• **Supplied records**:
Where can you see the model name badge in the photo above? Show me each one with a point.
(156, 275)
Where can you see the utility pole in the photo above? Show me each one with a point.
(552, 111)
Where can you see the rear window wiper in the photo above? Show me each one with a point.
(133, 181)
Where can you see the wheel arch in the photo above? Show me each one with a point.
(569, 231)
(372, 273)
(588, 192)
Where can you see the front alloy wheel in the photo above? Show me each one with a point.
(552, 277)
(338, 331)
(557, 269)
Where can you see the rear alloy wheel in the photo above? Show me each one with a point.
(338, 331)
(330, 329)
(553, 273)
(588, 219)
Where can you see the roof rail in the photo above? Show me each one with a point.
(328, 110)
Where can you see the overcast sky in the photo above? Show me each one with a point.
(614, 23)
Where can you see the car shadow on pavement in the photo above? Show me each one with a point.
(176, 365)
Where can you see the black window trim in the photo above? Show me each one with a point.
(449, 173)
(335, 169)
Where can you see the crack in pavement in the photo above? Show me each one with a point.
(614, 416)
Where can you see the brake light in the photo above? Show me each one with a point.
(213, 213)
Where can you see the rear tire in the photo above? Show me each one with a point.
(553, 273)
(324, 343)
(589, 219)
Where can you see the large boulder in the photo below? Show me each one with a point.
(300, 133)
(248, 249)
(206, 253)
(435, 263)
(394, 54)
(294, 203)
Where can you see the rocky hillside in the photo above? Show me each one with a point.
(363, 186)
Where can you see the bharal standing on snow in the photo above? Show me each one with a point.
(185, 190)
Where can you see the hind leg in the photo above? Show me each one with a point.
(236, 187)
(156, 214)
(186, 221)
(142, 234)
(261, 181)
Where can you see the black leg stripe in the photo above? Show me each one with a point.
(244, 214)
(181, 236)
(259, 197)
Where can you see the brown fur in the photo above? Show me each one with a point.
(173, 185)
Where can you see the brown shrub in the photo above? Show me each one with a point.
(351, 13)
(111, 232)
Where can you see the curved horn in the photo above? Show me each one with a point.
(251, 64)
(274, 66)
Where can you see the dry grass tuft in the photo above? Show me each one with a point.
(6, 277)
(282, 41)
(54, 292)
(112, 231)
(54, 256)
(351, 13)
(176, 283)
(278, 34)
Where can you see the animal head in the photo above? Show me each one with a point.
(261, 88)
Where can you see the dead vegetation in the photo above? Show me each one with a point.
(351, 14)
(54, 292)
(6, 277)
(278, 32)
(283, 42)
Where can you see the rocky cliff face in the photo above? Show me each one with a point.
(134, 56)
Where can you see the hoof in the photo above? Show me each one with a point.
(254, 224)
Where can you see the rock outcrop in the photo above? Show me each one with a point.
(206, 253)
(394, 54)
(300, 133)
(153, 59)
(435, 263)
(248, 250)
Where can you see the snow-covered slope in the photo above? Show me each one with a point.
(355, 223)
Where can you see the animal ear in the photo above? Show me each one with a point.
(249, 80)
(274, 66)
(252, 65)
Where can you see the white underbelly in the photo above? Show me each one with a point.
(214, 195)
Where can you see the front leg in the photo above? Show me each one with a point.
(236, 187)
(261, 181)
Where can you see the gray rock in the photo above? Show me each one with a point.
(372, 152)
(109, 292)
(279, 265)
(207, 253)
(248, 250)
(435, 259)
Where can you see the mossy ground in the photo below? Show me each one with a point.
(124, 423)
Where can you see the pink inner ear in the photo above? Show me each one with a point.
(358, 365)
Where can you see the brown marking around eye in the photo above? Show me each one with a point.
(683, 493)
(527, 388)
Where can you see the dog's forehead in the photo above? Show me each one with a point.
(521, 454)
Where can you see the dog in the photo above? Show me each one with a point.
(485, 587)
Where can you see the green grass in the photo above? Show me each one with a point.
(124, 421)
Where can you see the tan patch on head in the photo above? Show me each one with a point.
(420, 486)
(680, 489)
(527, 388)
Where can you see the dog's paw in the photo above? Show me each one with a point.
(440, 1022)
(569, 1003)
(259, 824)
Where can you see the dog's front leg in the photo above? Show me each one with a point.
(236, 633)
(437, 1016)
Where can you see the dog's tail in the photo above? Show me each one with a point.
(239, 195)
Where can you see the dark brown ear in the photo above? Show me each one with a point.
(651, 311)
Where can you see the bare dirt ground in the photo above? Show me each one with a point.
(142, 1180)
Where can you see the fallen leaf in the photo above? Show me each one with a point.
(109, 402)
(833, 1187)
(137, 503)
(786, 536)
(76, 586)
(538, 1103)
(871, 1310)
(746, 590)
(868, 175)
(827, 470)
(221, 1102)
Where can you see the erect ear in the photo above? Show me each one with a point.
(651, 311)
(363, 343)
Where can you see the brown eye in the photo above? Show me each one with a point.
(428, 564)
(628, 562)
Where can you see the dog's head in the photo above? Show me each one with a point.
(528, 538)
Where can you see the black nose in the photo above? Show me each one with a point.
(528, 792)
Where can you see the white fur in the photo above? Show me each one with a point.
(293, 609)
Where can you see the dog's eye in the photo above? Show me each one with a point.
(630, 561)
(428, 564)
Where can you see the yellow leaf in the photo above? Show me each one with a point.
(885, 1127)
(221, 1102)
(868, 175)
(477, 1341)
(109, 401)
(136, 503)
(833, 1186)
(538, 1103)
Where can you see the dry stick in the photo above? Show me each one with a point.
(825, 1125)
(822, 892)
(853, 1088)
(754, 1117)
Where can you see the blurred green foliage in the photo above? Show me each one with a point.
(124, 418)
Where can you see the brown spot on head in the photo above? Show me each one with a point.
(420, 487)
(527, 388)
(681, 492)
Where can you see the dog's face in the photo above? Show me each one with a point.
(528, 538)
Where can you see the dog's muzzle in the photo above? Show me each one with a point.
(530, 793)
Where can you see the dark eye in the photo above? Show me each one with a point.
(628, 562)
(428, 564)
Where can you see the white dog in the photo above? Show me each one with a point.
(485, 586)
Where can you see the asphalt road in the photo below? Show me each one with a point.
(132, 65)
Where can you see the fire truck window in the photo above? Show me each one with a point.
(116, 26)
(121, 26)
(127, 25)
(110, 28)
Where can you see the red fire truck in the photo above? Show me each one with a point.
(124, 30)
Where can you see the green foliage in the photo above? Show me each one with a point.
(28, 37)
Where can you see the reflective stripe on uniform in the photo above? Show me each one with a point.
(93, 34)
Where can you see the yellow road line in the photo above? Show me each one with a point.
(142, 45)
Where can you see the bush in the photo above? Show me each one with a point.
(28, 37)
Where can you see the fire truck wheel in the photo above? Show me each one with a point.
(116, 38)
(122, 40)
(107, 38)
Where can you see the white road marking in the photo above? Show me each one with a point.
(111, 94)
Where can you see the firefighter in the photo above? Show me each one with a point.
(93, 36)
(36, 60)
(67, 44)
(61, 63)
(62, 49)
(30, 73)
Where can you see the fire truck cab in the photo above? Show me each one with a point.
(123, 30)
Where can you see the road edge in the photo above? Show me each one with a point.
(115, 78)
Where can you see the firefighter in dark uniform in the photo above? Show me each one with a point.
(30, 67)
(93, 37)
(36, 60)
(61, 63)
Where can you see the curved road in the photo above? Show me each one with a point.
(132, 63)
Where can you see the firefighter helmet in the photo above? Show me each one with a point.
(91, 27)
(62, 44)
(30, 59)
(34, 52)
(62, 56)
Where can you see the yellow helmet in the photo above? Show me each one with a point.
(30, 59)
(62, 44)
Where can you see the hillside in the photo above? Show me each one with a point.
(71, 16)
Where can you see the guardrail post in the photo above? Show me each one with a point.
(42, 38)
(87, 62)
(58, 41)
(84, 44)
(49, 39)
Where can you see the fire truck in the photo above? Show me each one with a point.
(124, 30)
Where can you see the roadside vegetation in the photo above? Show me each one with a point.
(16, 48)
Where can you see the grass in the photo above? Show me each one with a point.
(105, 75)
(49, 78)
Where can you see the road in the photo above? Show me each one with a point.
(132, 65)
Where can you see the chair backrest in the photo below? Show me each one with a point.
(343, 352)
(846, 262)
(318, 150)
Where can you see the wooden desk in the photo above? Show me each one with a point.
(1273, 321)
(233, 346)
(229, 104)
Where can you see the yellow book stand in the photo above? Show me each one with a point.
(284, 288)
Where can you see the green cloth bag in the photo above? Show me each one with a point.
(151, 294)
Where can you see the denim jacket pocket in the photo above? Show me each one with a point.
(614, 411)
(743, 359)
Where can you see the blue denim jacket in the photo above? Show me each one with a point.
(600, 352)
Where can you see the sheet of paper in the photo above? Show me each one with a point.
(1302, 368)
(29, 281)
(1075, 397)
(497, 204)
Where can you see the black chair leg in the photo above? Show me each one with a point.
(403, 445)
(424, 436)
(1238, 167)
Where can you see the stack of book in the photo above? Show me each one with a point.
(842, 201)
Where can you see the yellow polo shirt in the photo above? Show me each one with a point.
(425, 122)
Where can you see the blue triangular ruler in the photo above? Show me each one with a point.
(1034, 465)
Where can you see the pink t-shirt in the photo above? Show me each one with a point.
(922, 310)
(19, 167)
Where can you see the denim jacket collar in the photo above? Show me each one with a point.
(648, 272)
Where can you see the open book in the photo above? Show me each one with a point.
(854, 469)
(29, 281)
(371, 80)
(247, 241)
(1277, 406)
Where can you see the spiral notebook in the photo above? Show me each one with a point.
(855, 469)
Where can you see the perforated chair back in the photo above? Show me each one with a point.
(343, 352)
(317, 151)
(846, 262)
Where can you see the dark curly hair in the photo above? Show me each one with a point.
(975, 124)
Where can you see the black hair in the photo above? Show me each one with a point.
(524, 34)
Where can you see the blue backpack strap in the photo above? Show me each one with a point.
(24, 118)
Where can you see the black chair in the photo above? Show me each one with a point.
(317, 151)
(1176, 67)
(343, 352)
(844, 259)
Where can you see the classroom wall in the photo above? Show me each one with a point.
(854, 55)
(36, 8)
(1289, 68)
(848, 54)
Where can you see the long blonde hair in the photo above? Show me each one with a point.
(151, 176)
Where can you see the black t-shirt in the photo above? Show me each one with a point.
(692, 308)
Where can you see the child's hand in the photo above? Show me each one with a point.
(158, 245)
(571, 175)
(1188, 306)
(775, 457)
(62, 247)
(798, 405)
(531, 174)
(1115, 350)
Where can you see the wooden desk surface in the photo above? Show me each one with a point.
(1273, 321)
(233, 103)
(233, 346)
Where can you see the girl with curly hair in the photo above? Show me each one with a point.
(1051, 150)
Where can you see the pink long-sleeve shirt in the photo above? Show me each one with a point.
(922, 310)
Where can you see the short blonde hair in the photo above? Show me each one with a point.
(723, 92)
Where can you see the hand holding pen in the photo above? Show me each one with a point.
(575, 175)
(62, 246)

• **Required work**: Could you output the lines of the material between the line containing "Where can you see the wooden desk in" and the line containing "(1277, 406)", inclusive, as a JSON list of strings with one string per line and blank lines omitted?

• **Result of the exercise**:
[
  "Where can you see the wooden desk in the photo above? Show me each one with a point.",
  "(1273, 321)",
  "(233, 346)",
  "(229, 104)",
  "Where can you see the yellow book stand in the photo above? Show me each one with a point.",
  "(284, 288)",
  "Where can you see the green cloth bag in the photo above? Show me each one with a point.",
  "(151, 294)",
  "Where can you see the denim jacket pocket in the photo above? Show me each one with a point.",
  "(614, 411)",
  "(743, 359)",
  "Where can you see the blue denim jacket in the photo above? Show me each one with a point.",
  "(600, 352)",
  "Where can you see the sheet of paper in the photo above? Show me each one with a point.",
  "(1302, 368)",
  "(29, 281)",
  "(1075, 397)",
  "(497, 204)",
  "Where can you see the black chair leg in the photo above? Show me each one with a point.",
  "(403, 445)",
  "(424, 436)",
  "(1238, 167)",
  "Where can you see the stack of book in the photo above? Show me each one with a point.",
  "(842, 201)",
  "Where can you see the yellow polo shirt in the photo above? Show me each one with a point.",
  "(425, 122)",
  "Where can you see the blue triangular ruler in the photo above? Show me each one with a point.",
  "(1034, 465)",
  "Where can you see the pink t-shirt in the photo above? Show me each one with a point.",
  "(922, 310)",
  "(19, 167)",
  "Where can you see the denim jacket collar in the photo above? Show me each one with a point.",
  "(648, 272)",
  "Where can you see the open book in the photo above? Show me each one with a point.",
  "(854, 469)",
  "(29, 281)",
  "(371, 80)",
  "(247, 241)",
  "(1277, 406)"
]